**Job 1**
Count the lines in the records that contain the string "logo". Give only the number.

**Passage given**
Unexpected IOPS Ceph Benchmark Result

Muhammad Fakhri Abdillah <fakhriabdillah37@xxxxxxxxx> · Sun, 21 Apr 2019 13:55:37 +0700

Hey everyone,
Currently running a 4 node Proxmox cluster with external Ceph cluster (Ceph using CentOS 7). 4 nodes Ceph OSD installed, each node have spesification like this:
- 8 Core intel Xeon processor
- 32GB RAM
- 2 x 600GB HDD SAS for CentOS (RAID1 as a System)
- 9 x 1200GB HDD SAS for Data (RAID0 each, bluestore), with 2 x 480GB SSD for block.db & block.wal
- 3 x 960GB SSD for faster pool (RAID0 each, bluestore without separate block.db & block.wal)
- 10Gb eth network

So, total we have 36 OSD hdd and 12 OSD ssd.

And Here is our network topology :

https://imgur.com/eAHb18I

On those cluster, i make 4 pool with 3 replication:
1. rbd-data (mount at proxmox for store block data on vm. This pool I set on hdd OSD)
2. rbd-os (mount at proxmox for store block OS on vm for better performance. This pool I set on ssd OSD)
3. cephfs-data (using same device and ruleset like rbd-data, mount at proxmox as a cephfs-data)
4. cephfs-metadata

Here is our crushmap config (to make sure that we already separate ssd disk and hdd disk into different pool and ruleset :

# begin crush map
.

**Collected data**
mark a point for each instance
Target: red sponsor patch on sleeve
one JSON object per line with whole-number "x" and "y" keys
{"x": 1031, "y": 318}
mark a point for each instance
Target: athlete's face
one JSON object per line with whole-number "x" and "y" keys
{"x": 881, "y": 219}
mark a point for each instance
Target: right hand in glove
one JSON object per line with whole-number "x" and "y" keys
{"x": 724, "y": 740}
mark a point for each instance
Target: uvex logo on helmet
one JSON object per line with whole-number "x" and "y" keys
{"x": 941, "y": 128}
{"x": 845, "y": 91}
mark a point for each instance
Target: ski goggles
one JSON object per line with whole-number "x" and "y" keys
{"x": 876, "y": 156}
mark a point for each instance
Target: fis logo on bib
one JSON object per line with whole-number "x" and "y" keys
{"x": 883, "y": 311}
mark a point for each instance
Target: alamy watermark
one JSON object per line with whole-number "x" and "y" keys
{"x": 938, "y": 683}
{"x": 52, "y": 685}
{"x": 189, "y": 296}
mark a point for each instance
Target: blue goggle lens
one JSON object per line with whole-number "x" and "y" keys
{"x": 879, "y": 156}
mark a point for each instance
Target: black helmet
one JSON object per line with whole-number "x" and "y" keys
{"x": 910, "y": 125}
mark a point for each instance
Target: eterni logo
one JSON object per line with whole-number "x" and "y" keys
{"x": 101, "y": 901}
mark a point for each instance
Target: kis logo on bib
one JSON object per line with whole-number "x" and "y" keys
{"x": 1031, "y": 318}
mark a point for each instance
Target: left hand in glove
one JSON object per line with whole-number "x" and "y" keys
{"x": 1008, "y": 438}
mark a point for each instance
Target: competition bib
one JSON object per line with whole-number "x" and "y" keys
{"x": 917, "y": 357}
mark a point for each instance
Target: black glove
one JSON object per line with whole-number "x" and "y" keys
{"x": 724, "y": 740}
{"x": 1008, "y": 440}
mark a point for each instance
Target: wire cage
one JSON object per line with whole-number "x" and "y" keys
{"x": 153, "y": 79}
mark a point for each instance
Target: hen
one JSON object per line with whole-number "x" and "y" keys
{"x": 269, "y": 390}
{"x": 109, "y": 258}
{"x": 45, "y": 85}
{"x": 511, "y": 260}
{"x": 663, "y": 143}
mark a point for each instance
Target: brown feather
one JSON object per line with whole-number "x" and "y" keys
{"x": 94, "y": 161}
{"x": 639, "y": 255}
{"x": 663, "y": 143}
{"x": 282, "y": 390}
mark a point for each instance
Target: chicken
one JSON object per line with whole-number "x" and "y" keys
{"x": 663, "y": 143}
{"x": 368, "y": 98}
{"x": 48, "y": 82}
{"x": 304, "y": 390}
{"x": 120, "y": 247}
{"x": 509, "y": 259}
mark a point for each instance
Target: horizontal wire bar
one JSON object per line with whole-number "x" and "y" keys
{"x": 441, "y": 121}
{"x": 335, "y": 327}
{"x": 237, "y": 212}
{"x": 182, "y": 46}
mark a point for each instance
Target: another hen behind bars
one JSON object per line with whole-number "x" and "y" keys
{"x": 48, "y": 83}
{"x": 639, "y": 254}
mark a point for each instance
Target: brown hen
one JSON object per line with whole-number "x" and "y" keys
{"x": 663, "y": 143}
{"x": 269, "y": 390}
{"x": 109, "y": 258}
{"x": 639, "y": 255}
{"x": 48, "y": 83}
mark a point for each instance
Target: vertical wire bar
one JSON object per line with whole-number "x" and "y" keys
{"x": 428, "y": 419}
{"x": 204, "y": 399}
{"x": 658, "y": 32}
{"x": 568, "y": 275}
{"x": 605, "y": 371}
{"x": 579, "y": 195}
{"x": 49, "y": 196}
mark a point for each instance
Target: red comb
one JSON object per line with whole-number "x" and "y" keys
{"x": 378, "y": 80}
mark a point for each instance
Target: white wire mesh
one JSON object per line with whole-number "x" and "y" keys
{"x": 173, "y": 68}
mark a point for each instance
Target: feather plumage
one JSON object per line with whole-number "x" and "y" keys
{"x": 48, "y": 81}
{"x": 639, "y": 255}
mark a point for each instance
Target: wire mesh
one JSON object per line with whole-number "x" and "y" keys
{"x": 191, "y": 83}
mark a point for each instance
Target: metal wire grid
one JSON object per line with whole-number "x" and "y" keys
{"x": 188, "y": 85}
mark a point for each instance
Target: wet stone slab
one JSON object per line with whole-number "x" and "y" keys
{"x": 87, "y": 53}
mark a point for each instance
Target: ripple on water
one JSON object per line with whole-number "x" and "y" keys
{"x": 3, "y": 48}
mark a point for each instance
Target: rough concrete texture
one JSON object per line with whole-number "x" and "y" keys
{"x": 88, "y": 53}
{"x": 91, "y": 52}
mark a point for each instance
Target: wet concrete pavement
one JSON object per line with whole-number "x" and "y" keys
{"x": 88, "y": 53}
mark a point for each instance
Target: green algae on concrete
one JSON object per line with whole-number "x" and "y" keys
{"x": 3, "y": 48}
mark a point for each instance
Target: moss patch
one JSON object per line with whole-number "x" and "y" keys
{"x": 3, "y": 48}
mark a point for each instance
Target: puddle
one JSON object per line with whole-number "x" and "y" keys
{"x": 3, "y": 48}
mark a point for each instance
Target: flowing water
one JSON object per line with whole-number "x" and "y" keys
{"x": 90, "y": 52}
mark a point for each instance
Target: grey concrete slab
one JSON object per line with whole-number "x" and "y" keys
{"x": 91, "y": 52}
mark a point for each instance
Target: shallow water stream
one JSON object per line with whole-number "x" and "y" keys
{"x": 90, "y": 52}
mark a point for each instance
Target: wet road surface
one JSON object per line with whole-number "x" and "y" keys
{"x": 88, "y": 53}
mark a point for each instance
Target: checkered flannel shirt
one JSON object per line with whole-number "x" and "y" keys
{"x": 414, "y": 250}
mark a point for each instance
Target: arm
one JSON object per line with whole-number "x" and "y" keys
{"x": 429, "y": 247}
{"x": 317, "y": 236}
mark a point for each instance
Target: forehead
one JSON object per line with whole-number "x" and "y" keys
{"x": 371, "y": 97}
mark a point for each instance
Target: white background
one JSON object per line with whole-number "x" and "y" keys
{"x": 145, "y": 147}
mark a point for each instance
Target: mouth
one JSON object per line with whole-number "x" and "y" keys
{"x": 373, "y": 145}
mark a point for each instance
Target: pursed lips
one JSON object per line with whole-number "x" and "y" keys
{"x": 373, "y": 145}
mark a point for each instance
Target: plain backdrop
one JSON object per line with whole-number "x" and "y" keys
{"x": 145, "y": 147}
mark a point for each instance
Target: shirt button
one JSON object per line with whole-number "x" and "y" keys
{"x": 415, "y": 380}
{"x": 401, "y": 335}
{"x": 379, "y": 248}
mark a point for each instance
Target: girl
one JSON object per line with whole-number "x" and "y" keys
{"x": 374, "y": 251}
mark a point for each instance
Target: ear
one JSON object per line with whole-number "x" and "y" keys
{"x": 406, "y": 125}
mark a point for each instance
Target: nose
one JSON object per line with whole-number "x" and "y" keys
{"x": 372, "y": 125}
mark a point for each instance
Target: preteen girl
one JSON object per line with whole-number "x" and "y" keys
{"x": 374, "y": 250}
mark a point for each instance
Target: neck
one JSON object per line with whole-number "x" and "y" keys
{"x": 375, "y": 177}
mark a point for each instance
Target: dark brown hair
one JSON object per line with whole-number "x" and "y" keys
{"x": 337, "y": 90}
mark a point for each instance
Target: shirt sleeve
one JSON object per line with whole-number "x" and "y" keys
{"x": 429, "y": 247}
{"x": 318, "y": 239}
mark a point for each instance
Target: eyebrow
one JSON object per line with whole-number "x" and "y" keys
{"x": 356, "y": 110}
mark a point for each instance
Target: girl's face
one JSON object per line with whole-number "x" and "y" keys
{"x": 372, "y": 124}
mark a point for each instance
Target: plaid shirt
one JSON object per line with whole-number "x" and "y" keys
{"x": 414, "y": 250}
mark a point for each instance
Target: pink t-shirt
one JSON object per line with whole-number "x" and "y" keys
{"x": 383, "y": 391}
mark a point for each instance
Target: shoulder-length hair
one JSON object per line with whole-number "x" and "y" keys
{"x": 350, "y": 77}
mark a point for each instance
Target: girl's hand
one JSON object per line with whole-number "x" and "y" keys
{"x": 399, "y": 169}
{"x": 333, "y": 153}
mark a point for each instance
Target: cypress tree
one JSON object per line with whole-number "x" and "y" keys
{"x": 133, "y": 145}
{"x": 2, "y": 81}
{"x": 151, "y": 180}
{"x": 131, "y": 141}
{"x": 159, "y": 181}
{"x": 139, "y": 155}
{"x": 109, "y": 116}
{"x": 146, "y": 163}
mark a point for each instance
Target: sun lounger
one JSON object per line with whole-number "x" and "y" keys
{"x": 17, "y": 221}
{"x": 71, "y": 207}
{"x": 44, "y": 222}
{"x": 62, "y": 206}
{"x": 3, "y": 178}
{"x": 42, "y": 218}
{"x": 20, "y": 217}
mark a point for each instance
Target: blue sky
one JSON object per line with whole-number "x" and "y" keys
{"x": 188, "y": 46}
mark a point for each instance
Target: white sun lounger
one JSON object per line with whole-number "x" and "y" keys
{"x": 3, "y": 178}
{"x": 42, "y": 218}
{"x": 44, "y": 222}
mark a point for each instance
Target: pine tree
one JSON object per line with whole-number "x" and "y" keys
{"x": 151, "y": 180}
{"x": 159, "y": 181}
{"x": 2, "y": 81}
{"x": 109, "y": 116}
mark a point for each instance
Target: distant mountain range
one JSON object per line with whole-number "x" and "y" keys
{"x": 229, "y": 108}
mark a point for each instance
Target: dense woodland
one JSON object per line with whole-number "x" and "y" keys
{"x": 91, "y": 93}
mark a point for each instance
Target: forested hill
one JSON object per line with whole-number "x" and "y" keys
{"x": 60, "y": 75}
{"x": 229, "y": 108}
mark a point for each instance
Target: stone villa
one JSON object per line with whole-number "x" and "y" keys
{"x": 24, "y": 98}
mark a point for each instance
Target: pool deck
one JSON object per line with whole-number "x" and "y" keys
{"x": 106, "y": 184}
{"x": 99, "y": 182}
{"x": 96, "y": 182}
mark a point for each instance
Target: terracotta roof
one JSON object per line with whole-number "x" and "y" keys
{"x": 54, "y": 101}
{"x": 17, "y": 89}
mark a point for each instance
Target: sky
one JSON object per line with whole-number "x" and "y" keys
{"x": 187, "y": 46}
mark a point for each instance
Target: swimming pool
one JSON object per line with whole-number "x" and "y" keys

**Job 2**
Answer these questions from the Ceph cluster post:
(a) How much RAM does each Ceph OSD node have?
(b) How many SSD OSDs does the cluster have in total?
(c) Which pool is set on the SSD OSDs?

**Exercise solution 1**
4

**Exercise solution 2**
(a) 32GB
(b) 12
(c) rbd-os